● **EXERCISE PASSAGE**

The higher concentrations of oil in the new TPE formulation also showed improved fragmentation performance of the product as shown in FIG. 5 where all six TPEs passed the fragmentation without applying any silicone lube on the needle and membrane pocket. TPE 6 with the highest oil loading of 63% showed the best fragmentation performance among all the candidates. In FIG. 6, it is also shown that TPE 6 performed the best on Category 3 with the least particle number >100 um while TPE 1 with the lowest oil % of 40% generated the most particle numbers in the same category. Further analysis in FIG. 7 exhibited a linear relationship between TPE oil % and fragmentation score in mean, which has also approved a similar relationship between TPE oil % and fragmentation Category 3 particle number in mean (FIG. 6). Thus, the fragmentation performance has been strongly correlated to TPE's oil %.

Image-grounded pointing data
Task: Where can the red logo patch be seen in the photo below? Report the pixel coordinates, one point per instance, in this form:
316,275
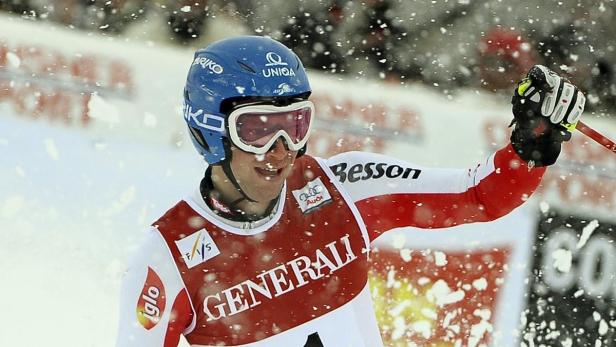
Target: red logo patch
151,303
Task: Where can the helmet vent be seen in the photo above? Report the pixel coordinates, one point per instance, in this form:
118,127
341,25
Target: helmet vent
246,67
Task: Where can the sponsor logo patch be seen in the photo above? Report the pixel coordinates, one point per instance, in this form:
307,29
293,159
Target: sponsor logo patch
152,300
204,120
311,196
362,172
197,248
283,88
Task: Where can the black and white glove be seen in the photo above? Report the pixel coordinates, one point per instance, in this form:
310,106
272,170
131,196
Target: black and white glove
546,108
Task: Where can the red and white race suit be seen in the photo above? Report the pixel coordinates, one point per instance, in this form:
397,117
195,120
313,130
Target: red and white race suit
299,278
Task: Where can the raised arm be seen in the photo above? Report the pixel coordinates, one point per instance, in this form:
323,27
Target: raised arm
391,193
154,305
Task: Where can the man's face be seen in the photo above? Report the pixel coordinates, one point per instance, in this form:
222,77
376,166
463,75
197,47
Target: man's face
262,176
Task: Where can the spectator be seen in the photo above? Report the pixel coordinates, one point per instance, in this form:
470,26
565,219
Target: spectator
186,19
310,35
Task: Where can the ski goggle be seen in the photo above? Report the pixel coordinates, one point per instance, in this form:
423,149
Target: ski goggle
255,128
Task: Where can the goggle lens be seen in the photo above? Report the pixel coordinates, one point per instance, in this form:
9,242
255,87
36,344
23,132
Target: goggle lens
257,128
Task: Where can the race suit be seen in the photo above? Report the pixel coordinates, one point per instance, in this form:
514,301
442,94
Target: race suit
300,276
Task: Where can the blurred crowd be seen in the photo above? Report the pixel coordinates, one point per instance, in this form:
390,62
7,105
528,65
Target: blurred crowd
486,44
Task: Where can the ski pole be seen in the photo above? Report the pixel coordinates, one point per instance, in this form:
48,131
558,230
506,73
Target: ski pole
593,134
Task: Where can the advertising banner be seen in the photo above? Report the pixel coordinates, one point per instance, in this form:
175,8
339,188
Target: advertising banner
461,286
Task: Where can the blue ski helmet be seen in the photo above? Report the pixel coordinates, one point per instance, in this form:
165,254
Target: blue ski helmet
251,67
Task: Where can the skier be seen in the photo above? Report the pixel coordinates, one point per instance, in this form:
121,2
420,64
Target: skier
272,247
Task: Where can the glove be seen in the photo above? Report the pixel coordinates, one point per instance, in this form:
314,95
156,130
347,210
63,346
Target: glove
546,108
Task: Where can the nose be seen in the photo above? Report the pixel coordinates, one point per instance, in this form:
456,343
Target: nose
278,150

● **PROBLEM DETAILS**
Answer these questions from the passage on TPE oil content and fragmentation:
(a) What did the six TPEs pass without any silicone lube on the needle and membrane pocket?
(b) What is the oil loading of TPE 6?
(c) Which TPE generated the most particle numbers in Category 3?

● **ANSWER BELOW**
(a) The fragmentation.
(b) 63%.
(c) TPE 1, with the lowest oil % of 40%.